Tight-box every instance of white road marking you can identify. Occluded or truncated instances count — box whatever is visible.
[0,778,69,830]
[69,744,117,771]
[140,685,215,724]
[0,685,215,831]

================

• _WHAT YOU WILL DO_
Which lines of the material above contain the word "count", with uppercase and lowercase letters matching? Find each one and copy it out in full.

• _RESULT OF THE EXERCISE_
Tight-box every instance of white road marking you can identify. Occluded or truncated instances count — box whatever is visible.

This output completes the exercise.